Give the lines again exactly as they appear below, from the line with "Task: tag the sea" to the line with "Task: tag the bare foot", both included, and only those lines. Leave every picture out.

(Items from a dataset)
┏━━

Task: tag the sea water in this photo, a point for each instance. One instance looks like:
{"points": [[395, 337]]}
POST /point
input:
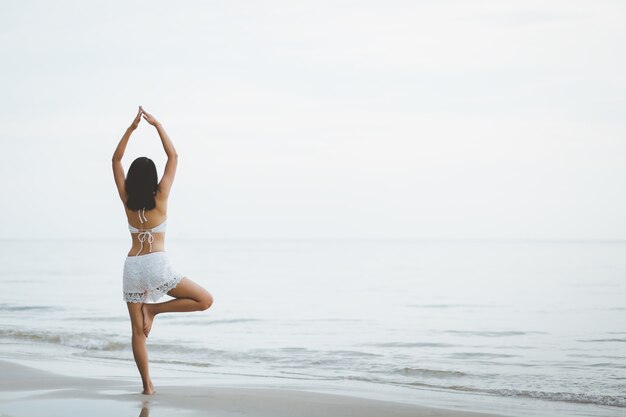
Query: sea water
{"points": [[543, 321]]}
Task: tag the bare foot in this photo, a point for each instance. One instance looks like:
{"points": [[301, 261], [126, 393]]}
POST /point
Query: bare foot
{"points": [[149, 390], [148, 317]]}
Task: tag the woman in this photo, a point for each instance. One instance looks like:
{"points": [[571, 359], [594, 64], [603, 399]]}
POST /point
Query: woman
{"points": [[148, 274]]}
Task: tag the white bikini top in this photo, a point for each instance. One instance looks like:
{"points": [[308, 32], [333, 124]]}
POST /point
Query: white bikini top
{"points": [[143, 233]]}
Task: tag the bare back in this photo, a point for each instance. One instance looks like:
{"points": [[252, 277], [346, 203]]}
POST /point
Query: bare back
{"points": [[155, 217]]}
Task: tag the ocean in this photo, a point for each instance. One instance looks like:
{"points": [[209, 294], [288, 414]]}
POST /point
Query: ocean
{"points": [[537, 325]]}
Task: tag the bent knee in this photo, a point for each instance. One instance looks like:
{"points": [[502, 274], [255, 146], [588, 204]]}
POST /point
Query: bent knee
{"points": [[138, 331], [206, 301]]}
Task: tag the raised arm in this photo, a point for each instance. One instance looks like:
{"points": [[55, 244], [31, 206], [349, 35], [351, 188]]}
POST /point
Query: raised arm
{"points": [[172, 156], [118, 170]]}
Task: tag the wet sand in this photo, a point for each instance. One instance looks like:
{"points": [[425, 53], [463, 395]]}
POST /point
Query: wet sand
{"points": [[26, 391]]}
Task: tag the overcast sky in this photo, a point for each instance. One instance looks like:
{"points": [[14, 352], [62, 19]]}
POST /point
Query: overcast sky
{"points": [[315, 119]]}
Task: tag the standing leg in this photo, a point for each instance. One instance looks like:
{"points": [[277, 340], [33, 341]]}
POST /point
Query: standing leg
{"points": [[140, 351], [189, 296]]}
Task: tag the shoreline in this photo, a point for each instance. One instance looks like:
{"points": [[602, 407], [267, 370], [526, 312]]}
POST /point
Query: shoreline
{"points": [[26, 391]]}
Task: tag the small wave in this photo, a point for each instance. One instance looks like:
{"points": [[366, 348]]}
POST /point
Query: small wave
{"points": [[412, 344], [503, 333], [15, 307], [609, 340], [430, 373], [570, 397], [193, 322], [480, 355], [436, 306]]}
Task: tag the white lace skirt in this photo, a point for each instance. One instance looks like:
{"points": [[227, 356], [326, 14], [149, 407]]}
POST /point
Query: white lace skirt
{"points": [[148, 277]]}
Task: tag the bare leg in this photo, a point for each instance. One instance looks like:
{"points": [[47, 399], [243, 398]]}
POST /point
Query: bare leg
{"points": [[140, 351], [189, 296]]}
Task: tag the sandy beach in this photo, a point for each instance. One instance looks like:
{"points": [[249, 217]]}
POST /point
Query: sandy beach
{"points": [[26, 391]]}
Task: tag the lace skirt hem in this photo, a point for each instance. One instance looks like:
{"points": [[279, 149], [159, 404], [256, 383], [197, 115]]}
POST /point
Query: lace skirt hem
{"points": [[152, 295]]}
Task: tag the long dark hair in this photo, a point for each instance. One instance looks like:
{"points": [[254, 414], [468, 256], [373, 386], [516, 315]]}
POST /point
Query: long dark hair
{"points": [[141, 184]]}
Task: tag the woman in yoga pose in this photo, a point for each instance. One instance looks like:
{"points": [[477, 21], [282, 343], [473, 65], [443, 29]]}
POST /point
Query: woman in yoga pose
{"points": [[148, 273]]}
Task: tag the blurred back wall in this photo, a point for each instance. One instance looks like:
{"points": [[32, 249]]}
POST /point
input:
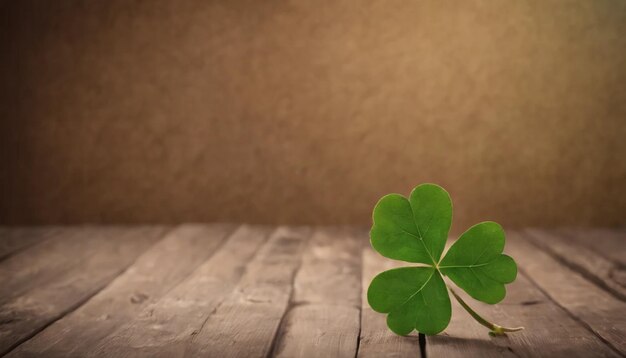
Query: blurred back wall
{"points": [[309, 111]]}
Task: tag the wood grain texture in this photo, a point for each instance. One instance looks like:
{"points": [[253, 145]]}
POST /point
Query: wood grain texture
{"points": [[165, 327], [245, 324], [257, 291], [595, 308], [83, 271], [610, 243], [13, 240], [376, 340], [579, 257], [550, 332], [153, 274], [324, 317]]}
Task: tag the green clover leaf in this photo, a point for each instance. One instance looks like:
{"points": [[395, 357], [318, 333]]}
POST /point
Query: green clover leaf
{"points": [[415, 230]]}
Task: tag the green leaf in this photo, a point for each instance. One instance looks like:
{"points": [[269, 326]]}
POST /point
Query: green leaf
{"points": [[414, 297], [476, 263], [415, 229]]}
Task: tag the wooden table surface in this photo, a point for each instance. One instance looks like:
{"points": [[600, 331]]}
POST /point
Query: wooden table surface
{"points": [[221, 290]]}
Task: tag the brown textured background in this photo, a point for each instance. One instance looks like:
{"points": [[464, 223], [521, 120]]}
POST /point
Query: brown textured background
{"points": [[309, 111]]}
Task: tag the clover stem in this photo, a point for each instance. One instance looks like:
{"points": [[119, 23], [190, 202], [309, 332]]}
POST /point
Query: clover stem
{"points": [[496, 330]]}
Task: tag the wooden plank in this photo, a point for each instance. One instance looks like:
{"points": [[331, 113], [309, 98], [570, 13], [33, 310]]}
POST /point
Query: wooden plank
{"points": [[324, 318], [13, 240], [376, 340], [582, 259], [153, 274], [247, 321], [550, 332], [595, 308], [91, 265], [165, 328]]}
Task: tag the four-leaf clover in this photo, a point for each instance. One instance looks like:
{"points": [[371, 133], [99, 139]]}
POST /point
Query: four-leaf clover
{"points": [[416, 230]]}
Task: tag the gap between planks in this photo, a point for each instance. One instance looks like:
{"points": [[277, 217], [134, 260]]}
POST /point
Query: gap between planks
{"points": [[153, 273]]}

┗━━
┏━━

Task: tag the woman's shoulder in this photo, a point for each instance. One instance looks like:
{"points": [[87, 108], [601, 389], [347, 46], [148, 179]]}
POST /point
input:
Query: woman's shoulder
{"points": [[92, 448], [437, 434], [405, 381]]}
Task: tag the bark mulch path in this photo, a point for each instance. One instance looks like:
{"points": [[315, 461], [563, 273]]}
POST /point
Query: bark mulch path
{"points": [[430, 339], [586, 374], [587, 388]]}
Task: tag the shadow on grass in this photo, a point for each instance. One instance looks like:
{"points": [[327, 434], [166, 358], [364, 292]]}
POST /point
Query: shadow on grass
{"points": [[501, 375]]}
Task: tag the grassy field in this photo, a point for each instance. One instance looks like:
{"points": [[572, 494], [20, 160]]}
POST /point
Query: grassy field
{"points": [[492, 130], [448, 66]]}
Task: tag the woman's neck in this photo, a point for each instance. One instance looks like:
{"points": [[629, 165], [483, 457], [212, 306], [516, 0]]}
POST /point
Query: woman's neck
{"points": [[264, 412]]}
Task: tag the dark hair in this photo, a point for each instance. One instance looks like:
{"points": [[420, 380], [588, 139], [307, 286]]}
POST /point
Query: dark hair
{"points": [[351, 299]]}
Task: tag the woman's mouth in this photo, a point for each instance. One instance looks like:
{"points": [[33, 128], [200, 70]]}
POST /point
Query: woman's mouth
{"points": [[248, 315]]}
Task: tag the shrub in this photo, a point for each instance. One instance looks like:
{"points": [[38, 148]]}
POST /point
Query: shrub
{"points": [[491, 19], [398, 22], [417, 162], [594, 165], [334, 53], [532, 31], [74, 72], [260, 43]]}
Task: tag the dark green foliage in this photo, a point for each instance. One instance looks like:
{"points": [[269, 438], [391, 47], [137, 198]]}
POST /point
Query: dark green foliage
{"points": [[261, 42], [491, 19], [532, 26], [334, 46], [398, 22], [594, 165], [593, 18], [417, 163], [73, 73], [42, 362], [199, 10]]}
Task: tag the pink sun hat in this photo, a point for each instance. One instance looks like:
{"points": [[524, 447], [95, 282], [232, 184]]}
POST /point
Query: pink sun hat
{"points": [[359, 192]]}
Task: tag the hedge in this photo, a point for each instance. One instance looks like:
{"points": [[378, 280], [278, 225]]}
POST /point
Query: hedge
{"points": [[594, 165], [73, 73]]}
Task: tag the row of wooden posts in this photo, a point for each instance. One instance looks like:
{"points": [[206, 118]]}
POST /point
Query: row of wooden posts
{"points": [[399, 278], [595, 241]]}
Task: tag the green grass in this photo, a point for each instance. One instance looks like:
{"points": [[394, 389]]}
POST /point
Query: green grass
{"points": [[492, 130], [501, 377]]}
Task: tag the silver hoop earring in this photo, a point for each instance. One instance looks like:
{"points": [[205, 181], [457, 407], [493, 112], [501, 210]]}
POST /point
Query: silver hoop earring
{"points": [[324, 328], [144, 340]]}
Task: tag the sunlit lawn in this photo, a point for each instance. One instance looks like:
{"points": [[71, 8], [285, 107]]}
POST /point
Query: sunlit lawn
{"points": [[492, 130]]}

┗━━

§ The completed task
Task: tag the sea water in this photo, a point for each instance. One instance looks like:
{"points": [[395, 337]]}
POST /point
input:
Query: sea water
{"points": [[543, 321]]}
Task: tag the bare foot in this photo, a point for each instance. One instance looks like:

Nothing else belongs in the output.